서술형 문제
"[spot] the park"라는 문구가 들어 있는 줄부터 "(1178, 638)"라는 문구가 들어 있는 줄까지 모두 그대로 베껴 쓰세요. 그림은 답에 넣지 마세요.

제시된 항목
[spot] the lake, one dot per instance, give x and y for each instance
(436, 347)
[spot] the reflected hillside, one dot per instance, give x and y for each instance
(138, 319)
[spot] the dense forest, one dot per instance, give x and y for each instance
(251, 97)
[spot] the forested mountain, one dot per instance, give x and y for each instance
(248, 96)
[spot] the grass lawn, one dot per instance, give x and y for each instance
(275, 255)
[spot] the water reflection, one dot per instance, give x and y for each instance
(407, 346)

...

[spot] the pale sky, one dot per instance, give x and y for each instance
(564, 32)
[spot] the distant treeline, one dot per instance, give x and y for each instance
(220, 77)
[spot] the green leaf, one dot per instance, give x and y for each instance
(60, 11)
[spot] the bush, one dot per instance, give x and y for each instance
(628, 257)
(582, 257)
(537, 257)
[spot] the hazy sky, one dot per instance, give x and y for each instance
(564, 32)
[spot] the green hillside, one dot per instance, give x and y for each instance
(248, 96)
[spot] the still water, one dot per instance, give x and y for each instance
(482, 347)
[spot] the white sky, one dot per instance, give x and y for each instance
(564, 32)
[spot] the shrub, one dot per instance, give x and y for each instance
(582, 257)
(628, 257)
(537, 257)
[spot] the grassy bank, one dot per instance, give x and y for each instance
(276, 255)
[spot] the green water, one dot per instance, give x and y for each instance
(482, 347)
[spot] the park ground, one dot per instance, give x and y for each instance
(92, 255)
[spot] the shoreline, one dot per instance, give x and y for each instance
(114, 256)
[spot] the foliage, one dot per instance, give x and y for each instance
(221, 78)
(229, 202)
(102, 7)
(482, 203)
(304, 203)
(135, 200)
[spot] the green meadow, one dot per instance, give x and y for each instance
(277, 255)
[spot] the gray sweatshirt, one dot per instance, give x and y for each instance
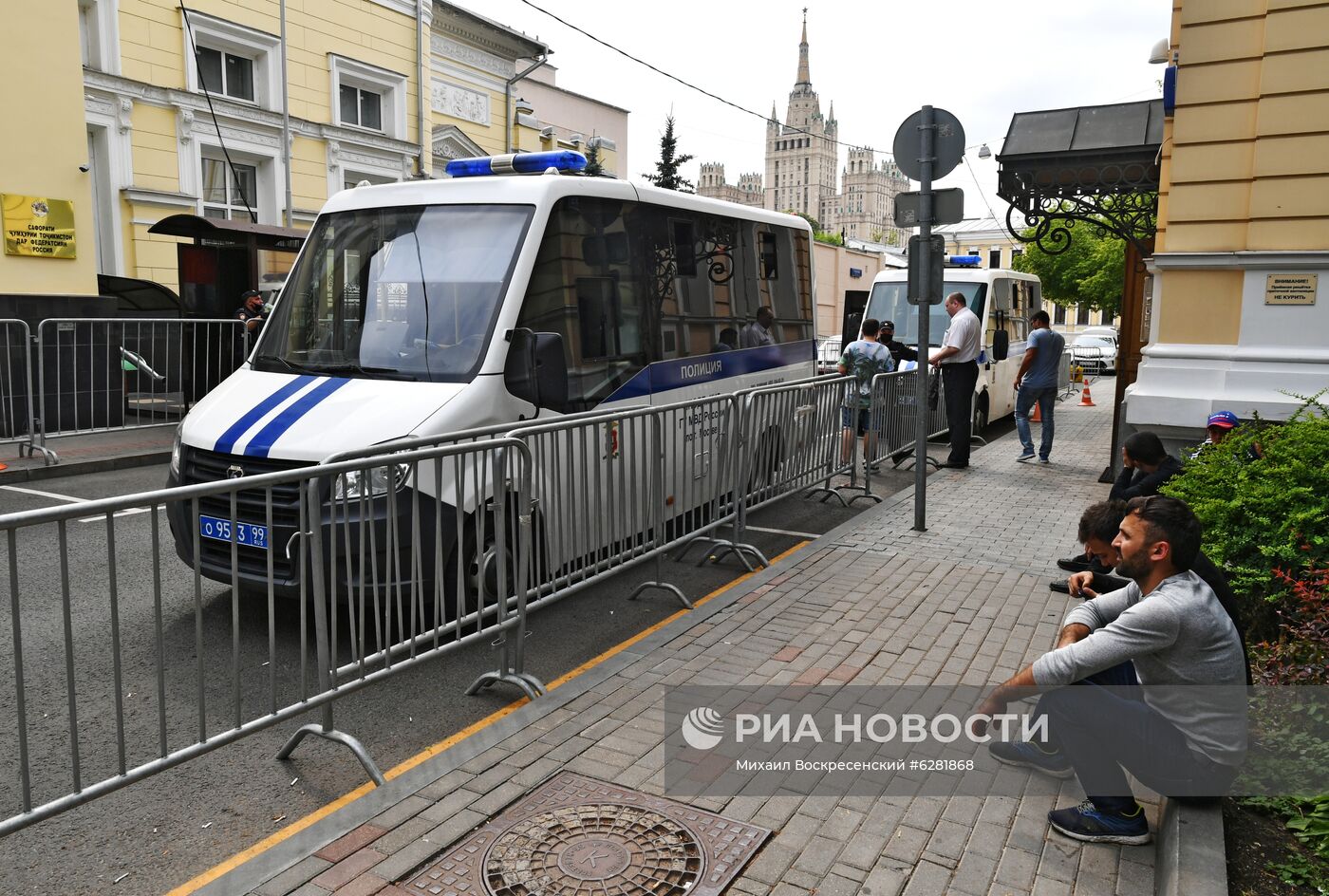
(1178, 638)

* * *

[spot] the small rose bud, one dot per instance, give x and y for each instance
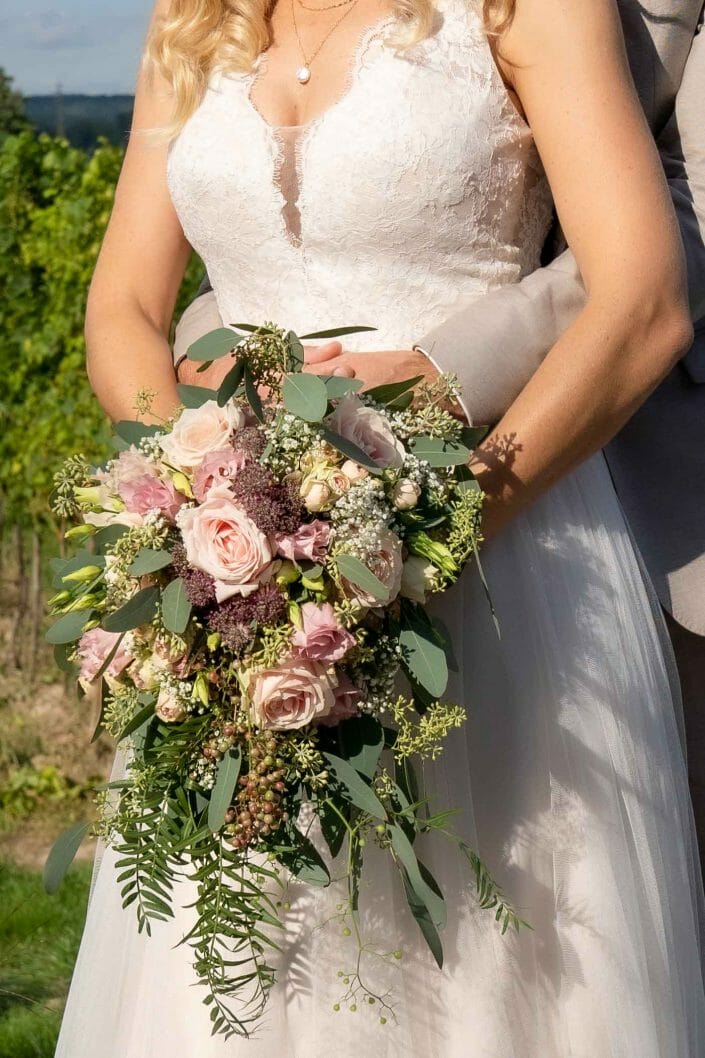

아래 답변
[spot] the park ground, one dot per instance, give x and y for each instance
(92, 255)
[spot] the shoreline, one dot per instance, give x and y for each instance
(114, 256)
[spot] the foliage, one dot per instance, give x and y for each instance
(221, 78)
(229, 202)
(102, 7)
(482, 203)
(304, 203)
(135, 200)
[spot] the green meadow, one dot per instance, give x and y for each instance
(277, 255)
[spot] the gray sweatshirt, one dot per instance, give x and y for each instance
(1178, 638)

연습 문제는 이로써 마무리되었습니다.